Data extracted from a collection
-*-
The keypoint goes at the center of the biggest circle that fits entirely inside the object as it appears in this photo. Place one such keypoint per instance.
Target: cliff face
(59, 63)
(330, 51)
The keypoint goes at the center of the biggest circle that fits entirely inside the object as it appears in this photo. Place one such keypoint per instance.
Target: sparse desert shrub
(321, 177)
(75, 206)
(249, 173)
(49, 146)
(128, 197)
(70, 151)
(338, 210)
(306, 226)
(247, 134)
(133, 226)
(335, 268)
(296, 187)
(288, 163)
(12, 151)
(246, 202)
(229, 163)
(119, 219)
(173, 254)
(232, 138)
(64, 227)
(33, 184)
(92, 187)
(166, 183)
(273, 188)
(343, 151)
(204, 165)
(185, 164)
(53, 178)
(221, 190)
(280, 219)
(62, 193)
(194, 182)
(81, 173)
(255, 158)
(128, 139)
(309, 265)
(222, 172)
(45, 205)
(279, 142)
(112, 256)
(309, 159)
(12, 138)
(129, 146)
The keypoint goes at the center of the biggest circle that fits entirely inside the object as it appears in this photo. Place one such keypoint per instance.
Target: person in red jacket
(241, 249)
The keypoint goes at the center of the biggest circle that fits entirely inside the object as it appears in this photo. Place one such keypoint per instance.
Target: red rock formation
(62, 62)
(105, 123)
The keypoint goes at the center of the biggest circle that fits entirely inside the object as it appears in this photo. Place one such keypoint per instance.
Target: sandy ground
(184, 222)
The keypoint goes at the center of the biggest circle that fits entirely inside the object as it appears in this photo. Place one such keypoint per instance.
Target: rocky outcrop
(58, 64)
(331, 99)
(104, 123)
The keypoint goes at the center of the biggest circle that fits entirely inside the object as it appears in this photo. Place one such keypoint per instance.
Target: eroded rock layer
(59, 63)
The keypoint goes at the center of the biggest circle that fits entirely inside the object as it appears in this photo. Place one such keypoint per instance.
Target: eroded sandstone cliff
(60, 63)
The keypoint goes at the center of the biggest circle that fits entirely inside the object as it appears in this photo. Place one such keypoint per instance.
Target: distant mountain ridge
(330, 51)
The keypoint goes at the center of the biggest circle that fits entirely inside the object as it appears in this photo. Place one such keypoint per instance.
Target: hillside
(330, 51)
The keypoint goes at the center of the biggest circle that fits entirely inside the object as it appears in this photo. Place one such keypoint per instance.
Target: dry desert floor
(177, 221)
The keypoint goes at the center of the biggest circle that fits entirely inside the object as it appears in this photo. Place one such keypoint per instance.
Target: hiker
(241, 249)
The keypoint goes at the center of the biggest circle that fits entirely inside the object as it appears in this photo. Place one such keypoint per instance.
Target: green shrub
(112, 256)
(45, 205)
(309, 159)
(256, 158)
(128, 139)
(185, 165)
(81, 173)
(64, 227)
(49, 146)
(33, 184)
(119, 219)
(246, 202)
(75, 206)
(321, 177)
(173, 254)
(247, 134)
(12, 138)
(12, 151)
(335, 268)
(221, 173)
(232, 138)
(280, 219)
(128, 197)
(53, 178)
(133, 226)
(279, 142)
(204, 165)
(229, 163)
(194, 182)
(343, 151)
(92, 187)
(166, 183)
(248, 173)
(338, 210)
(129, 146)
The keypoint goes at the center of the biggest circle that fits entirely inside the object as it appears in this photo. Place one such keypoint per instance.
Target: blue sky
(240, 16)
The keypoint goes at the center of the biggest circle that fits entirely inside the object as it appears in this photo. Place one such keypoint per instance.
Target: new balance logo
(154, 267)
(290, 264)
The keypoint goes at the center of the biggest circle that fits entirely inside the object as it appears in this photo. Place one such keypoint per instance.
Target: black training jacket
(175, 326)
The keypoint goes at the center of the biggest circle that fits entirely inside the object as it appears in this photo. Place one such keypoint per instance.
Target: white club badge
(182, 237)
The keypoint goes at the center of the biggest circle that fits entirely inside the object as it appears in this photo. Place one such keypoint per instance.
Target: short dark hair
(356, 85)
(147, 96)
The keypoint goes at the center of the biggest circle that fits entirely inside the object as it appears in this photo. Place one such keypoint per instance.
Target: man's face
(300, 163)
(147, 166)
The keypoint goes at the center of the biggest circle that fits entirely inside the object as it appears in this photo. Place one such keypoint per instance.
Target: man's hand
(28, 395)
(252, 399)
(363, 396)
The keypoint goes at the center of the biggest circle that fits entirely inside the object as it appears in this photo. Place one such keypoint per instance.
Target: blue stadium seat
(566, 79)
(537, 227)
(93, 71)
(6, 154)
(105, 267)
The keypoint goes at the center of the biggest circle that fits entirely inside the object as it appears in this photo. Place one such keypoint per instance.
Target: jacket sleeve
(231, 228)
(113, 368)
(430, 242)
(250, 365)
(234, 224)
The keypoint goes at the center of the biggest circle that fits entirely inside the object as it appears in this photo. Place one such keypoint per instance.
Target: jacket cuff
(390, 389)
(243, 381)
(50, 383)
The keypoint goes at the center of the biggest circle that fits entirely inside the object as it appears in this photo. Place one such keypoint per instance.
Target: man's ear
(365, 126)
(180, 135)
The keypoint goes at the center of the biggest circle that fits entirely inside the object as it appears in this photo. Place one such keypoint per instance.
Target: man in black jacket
-*-
▶ _PROBLEM_:
From the first line to the last, please quote the material above exactly.

▶ _WRITTEN RESPONSE_:
The keypoint goes at the center of the biggest circle that fits entirely inside the object as it appears in this photo. Place one such keypoint per instance.
Target: cliff face
(59, 63)
(330, 51)
The keypoint goes at the center of the biggest circle that fits entirely inside the object as it appears in this photo. Place one such keypoint per instance.
Target: sparse desert shrub
(321, 177)
(75, 206)
(249, 173)
(49, 146)
(128, 197)
(70, 151)
(338, 210)
(306, 226)
(247, 134)
(133, 226)
(335, 268)
(296, 187)
(288, 163)
(12, 151)
(246, 202)
(229, 163)
(119, 219)
(173, 254)
(232, 138)
(64, 227)
(33, 184)
(92, 187)
(166, 183)
(273, 188)
(343, 151)
(204, 165)
(185, 164)
(53, 178)
(221, 190)
(280, 219)
(62, 193)
(194, 182)
(81, 173)
(255, 158)
(128, 139)
(309, 265)
(222, 172)
(45, 205)
(279, 142)
(112, 256)
(309, 159)
(12, 138)
(129, 146)
The keypoint goes at the center of the biggest circle that fits entirely inside the object as it appears in this photo. Place one such keypoint per instance.
Target: person in red jacket
(241, 249)
The keypoint goes at the center of the biggest circle that fits entirely inside the object as it appears in this photo. Place one such keypoint per instance.
Target: red rock formation
(62, 62)
(105, 123)
The keypoint goes at the center of the biggest circle that fits entirely inside the object as it appears in this photo. Place one such keypoint per instance.
Target: sandy ground
(184, 222)
The keypoint goes at the center of the biggest circle that fits entirely inside the object as it appears in this photo. Place one such keypoint per instance.
Target: rocky outcrop
(58, 64)
(331, 99)
(104, 123)
The keypoint goes at the center of the biggest circle that fits entirely inside the object as it appears in this photo. Place one such keypoint per instance.
Target: eroded rock layer
(59, 63)
The keypoint goes at the center of the biggest circle that fits entirely inside the object as it appears in this photo. Place one such keypoint per instance.
Target: eroded sandstone cliff
(60, 63)
The keypoint goes at the center of the biggest circle that fits entirely inside the object as it appears in this photo. Place one such keypoint per instance.
Target: distant mountain ridge
(330, 51)
The keypoint goes at the center of the biggest circle that fits entirely inside the object as it appears in this photo. Place one such keypoint per instance.
Target: hillside
(330, 51)
The keypoint goes at the center of the biggest circle that fits entirely inside the object as it appears in this photo. Place one such keypoint per instance.
Target: dry desert floor
(177, 221)
The keypoint goes at the center of the biggest circle that fits entirely inside the object as it appears in this photo. Place one such keypoint per instance.
Target: hiker
(241, 249)
The keypoint goes at the center of the biggest circle that fits entirely inside the object as it appears in this photo. Place one such keypoint per instance.
Target: green shrub
(112, 256)
(45, 205)
(309, 159)
(256, 158)
(128, 139)
(185, 165)
(81, 173)
(64, 227)
(49, 146)
(33, 184)
(119, 219)
(246, 202)
(75, 206)
(321, 177)
(173, 254)
(247, 134)
(12, 138)
(12, 151)
(335, 268)
(221, 173)
(232, 138)
(280, 219)
(128, 197)
(53, 178)
(133, 226)
(279, 142)
(204, 165)
(229, 163)
(194, 182)
(343, 151)
(92, 187)
(166, 183)
(248, 173)
(338, 210)
(129, 146)
The keypoint goes at the center of the biggest circle that fits entirely inside the object as it appears in this photo. Place one such keypoint per instance.
Target: blue sky
(240, 16)
The keypoint goes at the center of the biggest circle that fits entirely inside the object as it appears in this photo. Place one such keypoint per instance.
Target: new balance logo
(154, 267)
(290, 264)
The keypoint goes at the center of the biggest circle that fits entirely inside the object as it appears in this photo. Place one such keypoint per instance.
Target: black training jacket
(175, 326)
The keypoint goes at the center of the biggest circle that fits entirely inside the object as it appears in this photo. Place one such keypoint per instance.
Target: white club badge
(182, 237)
The keypoint goes at the center of the biggest circle that fits entirely inside the object as it appears in this photo. Place one such keypoint per instance.
Target: short dark hair
(356, 85)
(147, 96)
The keypoint goes at the center of the biggest circle that fits entirely inside the object as it appears in this photo. Place one such keypoint per instance.
Target: man's face
(300, 163)
(147, 166)
The keypoint goes at the center of the biggest circle that fits entirely inside the object as it appears in this photo. Place one such keypoint per instance.
Target: man's hand
(28, 395)
(252, 399)
(363, 396)
The keypoint goes at the center of the biggest circle that fits entirely inside the object as it appears in this photo. Place one such keypoint per instance.
Target: blue stadium seat
(566, 79)
(537, 227)
(93, 71)
(6, 154)
(105, 267)
The keypoint goes at the center of the biggest circle that fits entirely inside the object as it appears in this photo. Place one such keypoint per instance.
Target: jacket sleeve
(231, 228)
(113, 368)
(430, 242)
(250, 365)
(234, 224)
The keypoint goes at the center of the biggest circle that fits entirely inside the object as it appears in this photo. Place one such keypoint per instance.
Target: jacket cuff
(390, 389)
(243, 381)
(50, 383)
The keypoint goes at the center of the biggest circle that fits entirely inside the object as it appears in this photo. Place one such keypoint per instance.
Target: man's ear
(365, 126)
(180, 135)
The keypoint goes at the center of the biggest circle that fits entirely inside the object as it appears in this photo. Place one such keypoint per instance.
Target: man in black jacket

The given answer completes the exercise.